■ WHAT YOU HAVE TO DO ■
Display each line of the data below that contains the string "after", treating uppercase and lowercase letters as distinct.

■ THE INPUT ■
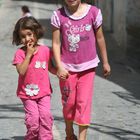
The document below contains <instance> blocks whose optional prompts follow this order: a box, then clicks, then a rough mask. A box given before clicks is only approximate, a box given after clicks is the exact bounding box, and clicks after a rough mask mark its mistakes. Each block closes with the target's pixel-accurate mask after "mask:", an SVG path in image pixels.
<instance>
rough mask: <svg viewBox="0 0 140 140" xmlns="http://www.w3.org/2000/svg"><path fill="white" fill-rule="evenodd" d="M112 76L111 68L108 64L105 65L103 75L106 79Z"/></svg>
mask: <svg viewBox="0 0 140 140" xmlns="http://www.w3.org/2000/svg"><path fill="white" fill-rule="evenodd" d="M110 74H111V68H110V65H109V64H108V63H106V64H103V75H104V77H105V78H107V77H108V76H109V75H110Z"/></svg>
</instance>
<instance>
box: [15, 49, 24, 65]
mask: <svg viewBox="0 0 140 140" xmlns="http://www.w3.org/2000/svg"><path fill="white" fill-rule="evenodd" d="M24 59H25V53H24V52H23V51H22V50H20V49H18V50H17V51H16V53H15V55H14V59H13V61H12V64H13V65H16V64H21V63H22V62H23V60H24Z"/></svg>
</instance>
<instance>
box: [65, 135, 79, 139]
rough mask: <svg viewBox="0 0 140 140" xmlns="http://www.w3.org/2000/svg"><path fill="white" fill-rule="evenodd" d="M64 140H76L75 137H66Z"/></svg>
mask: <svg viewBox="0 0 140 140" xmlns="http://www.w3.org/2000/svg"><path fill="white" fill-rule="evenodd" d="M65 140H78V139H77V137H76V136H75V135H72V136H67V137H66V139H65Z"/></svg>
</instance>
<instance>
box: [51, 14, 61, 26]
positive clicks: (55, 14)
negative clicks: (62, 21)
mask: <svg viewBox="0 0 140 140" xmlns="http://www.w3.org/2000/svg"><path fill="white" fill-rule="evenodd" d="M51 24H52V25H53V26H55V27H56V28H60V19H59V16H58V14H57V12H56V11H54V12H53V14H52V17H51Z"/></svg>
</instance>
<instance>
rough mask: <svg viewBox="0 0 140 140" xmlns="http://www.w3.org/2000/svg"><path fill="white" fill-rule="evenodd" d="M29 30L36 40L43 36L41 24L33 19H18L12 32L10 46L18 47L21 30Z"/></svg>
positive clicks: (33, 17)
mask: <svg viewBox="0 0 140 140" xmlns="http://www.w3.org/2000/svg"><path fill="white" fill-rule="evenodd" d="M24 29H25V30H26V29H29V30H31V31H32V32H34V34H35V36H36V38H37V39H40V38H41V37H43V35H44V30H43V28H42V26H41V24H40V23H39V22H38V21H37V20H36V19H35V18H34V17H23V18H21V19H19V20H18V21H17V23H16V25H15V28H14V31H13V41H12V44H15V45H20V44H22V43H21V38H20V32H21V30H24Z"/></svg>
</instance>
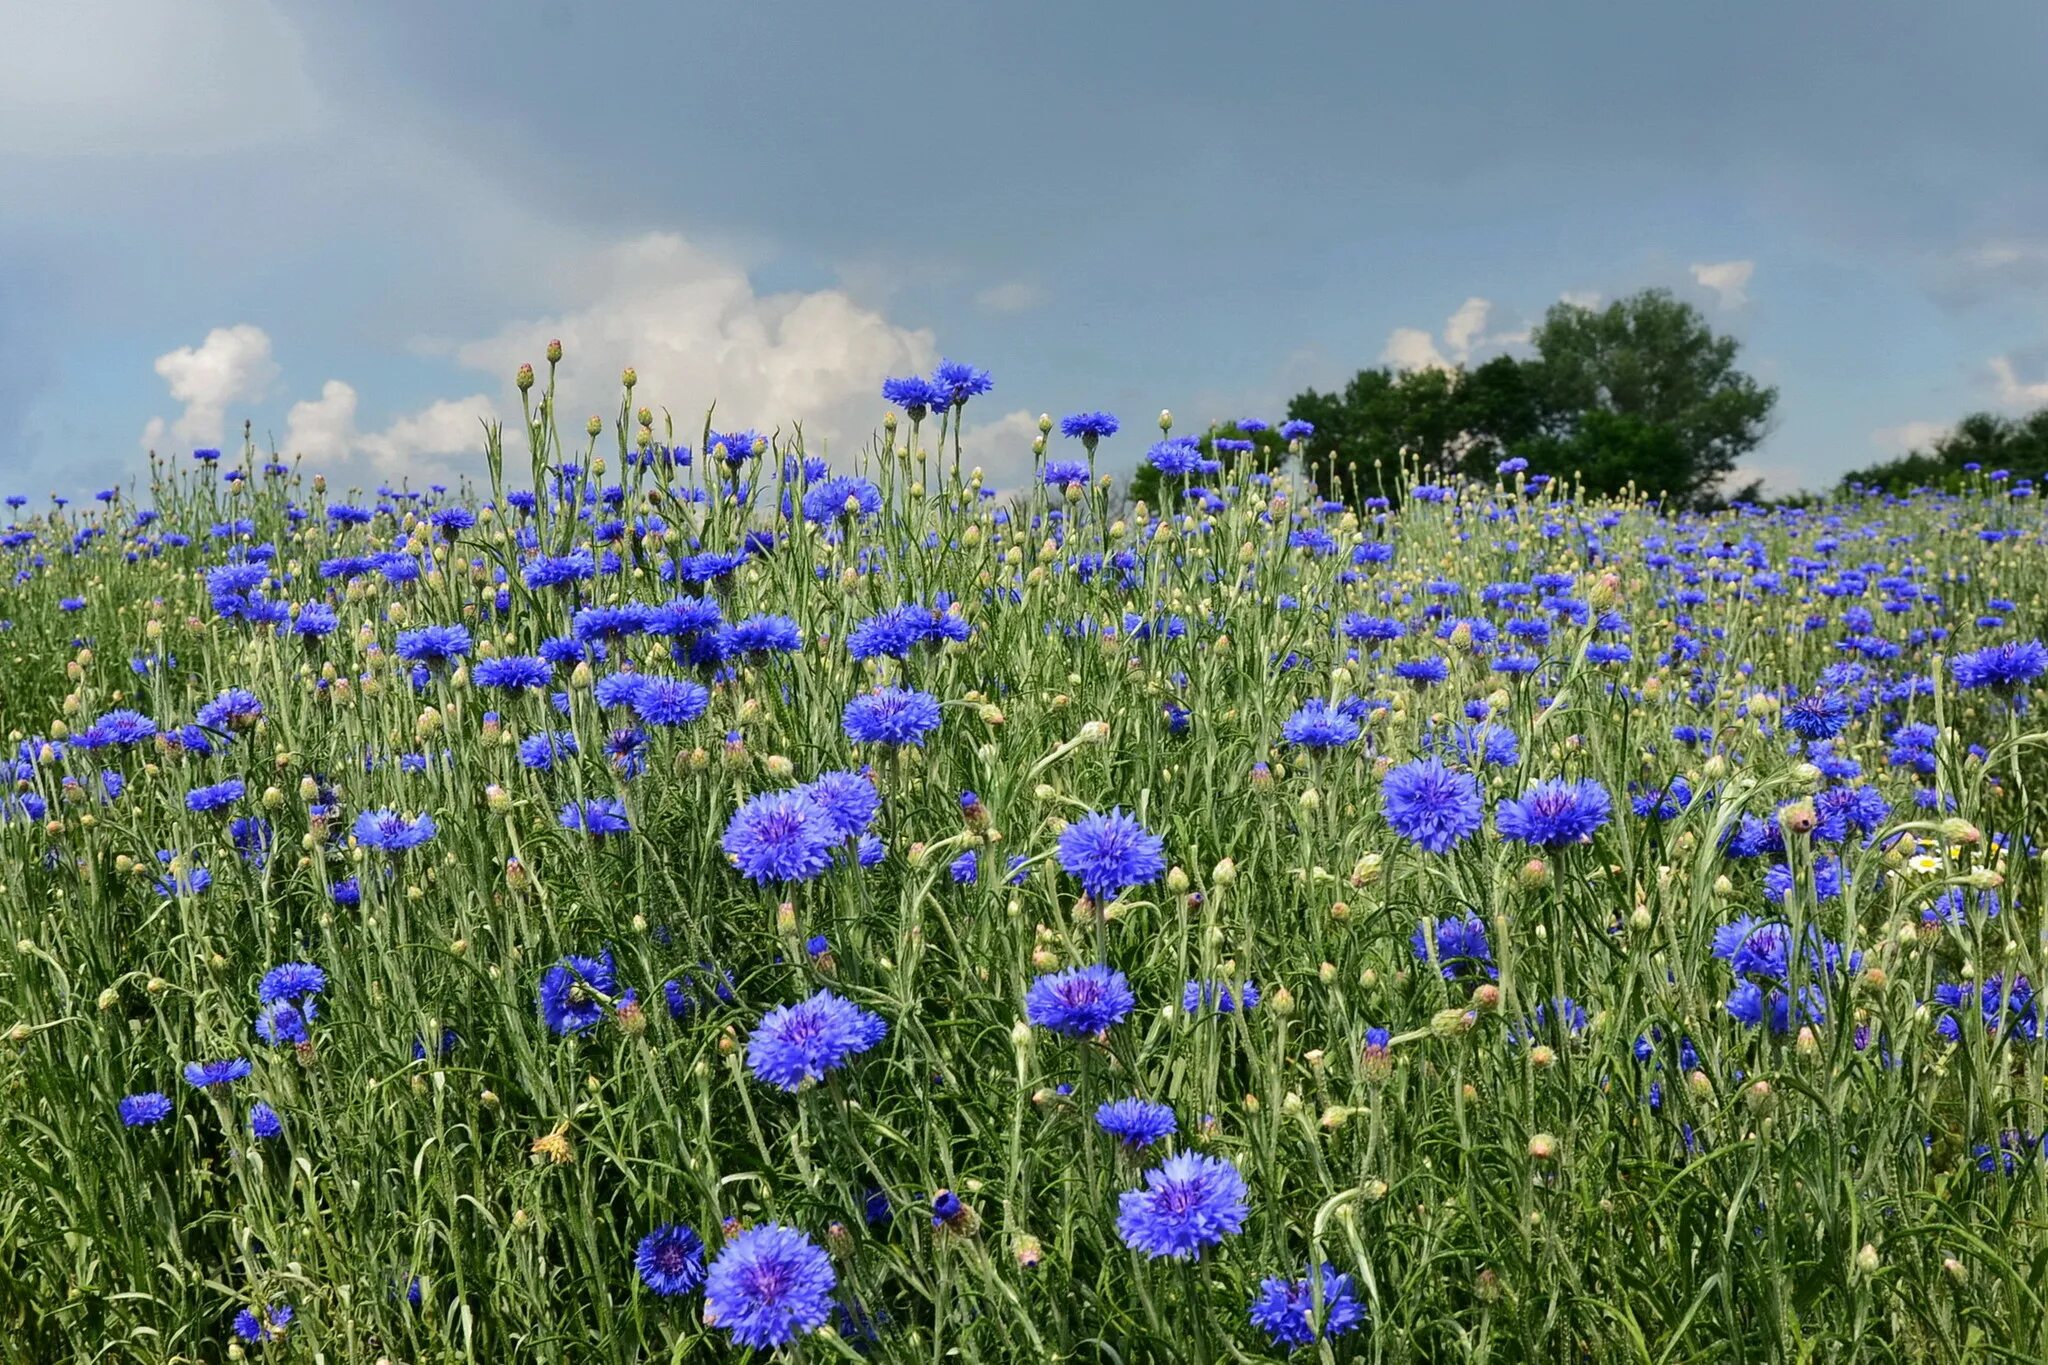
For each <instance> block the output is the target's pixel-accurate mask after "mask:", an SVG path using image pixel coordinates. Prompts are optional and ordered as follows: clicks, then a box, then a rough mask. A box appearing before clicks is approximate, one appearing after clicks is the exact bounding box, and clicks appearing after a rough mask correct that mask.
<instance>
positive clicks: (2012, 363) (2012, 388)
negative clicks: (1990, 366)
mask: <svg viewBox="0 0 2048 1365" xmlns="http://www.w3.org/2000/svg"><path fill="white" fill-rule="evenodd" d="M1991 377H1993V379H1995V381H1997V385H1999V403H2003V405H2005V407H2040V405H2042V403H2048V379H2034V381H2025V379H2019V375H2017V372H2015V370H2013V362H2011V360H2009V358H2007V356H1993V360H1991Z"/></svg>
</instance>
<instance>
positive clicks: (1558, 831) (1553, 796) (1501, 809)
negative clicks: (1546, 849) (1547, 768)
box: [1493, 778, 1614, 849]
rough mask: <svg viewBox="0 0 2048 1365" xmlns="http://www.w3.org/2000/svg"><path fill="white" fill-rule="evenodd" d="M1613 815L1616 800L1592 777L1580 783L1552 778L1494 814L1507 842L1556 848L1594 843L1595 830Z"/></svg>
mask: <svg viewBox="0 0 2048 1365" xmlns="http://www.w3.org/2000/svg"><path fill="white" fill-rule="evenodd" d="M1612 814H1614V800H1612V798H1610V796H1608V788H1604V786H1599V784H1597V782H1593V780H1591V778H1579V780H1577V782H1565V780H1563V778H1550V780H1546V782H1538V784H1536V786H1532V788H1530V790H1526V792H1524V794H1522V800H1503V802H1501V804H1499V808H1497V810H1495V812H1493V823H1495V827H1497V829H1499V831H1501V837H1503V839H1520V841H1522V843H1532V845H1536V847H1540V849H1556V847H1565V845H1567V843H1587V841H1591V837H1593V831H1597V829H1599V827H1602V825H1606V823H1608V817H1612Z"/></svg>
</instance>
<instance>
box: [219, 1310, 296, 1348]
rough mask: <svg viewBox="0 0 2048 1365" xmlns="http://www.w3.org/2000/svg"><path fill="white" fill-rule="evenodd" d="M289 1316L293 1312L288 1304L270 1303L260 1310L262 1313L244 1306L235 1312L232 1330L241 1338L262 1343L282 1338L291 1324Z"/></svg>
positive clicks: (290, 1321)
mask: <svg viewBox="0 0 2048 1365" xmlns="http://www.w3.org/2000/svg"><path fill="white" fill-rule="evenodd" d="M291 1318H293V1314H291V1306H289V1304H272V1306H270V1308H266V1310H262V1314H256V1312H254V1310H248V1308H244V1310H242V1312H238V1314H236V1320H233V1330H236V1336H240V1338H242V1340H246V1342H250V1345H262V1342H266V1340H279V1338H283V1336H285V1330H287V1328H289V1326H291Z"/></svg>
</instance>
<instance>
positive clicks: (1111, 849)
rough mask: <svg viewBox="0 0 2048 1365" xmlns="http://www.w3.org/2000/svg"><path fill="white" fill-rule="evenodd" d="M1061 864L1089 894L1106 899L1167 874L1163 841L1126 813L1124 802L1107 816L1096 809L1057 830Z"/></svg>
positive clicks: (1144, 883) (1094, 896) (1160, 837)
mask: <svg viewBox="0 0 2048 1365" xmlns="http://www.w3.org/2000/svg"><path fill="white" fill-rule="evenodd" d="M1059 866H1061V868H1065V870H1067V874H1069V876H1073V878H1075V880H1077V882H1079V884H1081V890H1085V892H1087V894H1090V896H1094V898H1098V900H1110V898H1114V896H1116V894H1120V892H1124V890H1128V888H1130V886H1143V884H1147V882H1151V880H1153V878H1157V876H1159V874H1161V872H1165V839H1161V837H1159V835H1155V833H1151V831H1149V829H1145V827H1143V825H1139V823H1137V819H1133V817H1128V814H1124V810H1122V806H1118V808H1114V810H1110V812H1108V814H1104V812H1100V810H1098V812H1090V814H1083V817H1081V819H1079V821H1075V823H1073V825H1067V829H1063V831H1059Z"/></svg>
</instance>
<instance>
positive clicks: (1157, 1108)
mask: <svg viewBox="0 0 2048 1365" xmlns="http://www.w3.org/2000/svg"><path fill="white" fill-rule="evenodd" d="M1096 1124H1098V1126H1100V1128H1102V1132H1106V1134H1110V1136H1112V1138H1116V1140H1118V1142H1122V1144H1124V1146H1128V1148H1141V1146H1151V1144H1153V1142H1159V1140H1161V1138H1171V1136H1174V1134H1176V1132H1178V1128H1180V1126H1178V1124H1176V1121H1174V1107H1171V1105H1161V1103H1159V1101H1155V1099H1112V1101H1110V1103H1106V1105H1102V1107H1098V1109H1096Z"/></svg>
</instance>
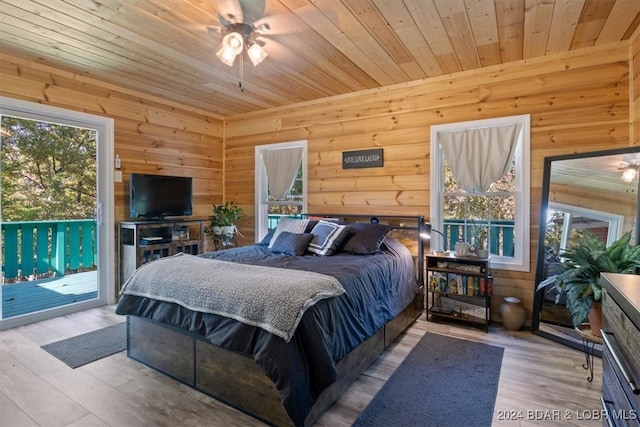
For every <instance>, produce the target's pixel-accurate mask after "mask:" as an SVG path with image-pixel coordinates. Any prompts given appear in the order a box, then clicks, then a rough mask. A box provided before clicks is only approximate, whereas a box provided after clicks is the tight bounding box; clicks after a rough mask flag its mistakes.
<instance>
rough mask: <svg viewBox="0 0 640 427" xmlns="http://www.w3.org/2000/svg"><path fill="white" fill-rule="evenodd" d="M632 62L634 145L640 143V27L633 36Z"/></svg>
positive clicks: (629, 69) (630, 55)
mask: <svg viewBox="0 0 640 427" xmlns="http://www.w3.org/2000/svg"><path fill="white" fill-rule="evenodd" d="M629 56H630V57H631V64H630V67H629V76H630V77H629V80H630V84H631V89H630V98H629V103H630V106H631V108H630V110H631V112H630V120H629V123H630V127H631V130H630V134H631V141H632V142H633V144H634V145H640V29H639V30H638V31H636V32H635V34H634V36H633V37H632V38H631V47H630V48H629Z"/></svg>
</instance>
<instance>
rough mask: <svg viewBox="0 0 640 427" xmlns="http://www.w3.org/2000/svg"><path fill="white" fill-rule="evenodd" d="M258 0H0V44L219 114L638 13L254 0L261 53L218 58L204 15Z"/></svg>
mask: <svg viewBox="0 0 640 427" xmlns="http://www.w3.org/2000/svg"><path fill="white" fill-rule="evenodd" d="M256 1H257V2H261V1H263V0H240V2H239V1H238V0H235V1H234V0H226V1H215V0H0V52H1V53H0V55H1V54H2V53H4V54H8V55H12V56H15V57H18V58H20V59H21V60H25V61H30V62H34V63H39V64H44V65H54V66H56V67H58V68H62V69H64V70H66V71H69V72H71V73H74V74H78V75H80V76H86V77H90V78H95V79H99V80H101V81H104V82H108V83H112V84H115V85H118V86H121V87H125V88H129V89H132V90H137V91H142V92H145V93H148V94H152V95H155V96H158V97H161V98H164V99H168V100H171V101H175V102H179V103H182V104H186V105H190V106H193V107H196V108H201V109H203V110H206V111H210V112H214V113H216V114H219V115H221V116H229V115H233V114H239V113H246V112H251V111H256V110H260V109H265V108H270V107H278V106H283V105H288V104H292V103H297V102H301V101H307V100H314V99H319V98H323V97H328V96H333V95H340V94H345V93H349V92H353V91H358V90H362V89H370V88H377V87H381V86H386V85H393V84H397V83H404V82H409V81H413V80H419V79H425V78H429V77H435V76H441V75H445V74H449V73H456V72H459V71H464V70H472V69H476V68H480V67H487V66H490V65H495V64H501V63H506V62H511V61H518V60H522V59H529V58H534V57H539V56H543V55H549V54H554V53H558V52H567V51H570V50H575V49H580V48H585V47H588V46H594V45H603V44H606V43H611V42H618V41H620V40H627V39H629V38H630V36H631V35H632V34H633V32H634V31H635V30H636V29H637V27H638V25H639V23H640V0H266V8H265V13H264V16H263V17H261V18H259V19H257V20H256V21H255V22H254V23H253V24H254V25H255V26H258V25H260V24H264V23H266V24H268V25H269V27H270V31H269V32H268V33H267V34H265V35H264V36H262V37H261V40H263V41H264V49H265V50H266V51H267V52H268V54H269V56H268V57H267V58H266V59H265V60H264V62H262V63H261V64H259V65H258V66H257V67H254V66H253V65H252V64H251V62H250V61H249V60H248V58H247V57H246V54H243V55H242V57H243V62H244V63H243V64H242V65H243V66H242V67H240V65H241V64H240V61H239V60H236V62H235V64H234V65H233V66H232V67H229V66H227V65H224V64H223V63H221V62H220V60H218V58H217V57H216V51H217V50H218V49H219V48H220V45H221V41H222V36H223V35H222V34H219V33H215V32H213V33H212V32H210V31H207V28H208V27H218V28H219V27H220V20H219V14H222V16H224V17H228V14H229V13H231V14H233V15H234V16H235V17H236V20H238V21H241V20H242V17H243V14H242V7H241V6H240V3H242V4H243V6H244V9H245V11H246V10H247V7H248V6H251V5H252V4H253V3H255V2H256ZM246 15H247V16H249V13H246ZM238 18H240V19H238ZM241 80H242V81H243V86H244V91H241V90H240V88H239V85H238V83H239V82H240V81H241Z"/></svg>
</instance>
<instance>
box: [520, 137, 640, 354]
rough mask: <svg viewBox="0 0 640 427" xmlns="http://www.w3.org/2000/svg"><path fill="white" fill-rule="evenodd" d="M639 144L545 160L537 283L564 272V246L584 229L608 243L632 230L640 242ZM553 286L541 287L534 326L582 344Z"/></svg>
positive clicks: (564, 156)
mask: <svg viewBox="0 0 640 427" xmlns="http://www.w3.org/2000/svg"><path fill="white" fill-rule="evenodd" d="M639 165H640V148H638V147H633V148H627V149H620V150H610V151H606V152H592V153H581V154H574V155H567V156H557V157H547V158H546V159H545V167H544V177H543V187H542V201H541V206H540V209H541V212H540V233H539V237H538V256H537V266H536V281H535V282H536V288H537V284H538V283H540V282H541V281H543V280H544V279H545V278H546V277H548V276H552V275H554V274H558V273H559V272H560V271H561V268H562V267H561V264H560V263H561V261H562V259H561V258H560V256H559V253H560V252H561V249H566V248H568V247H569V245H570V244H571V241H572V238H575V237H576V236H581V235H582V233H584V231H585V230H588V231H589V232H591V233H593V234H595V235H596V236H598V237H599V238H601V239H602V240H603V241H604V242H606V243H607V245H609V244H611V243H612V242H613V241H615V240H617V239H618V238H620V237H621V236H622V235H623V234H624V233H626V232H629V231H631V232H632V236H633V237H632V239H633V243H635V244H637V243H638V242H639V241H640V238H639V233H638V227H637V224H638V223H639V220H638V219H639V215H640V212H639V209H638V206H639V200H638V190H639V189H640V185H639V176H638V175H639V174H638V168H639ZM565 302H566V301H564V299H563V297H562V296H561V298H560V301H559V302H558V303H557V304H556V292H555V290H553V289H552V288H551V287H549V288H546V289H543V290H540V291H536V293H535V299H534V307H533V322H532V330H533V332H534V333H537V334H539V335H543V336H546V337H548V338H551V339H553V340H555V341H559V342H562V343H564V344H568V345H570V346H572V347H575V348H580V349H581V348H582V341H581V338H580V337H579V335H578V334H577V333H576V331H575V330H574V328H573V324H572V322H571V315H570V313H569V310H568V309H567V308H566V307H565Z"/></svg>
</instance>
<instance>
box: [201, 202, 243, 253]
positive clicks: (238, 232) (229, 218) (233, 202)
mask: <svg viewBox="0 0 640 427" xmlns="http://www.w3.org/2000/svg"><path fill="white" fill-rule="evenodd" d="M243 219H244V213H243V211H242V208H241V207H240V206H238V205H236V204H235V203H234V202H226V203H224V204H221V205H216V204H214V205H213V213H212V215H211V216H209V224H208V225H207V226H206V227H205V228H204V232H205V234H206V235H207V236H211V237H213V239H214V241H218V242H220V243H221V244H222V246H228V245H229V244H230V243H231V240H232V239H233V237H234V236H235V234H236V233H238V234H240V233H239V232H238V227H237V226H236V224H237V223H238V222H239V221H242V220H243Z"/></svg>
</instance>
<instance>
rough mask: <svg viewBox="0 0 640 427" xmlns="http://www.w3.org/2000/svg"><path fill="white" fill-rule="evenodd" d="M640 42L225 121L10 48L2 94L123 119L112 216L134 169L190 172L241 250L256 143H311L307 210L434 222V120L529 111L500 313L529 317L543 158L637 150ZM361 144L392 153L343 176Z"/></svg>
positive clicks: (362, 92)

■ SOLUTION FOR THIS EXERCISE ■
The document below contains <instance> blocks whose optional prompts follow this order: a box, then clicks, then a rough mask. A box given before clicks is only approximate, a box given after clicks is the exact bounding box, and clicks after a rough mask mark its mistakes. Each block closes with the target's pixel-accurate mask after "mask:", an SVG path in image pixels.
For each <instance> block the output is the target's pixel-accurate mask after "mask:", an SVG path using image pixel coordinates. Prompts are optional and ordered as follows: clicks, then a box, then a rough mask. A box appearing before clicks is approximate, one appearing after clicks is the exact bounding box, and clicks appearing after a rough mask correct that mask.
For every <instance>, produce the target's pixel-accurate mask after "mask:" as an SVG path with image-pixel coordinates. Any prompts given appear in the order a box, then clicks, then a rough mask. A box provided before clicks is only approximate, whereas a box provided after clicks is the tight bounding box; clicks after a rough mask flag its mistakes.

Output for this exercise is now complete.